======== ENTRIES SUPPLIED
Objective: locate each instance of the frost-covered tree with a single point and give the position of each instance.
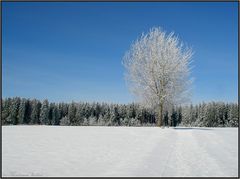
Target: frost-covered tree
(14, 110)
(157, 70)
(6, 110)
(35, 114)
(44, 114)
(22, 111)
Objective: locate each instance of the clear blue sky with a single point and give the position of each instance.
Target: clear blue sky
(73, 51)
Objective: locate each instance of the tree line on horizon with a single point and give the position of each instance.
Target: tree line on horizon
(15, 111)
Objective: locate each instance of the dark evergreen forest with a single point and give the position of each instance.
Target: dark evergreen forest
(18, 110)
================
======== ENTRIES SUPPLIED
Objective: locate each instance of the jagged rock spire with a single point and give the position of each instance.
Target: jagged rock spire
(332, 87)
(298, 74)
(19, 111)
================
» GIVEN REQUEST
Report each line in the two blocks of records above that contains the string "Target", treating uppercase and lowercase as different.

» ANSWER FOR THIS EXERCISE
Target: frost-covered tree
Target: clear blue sky
Target: tree line on horizon
Target: dark evergreen forest
Target: jagged rock spire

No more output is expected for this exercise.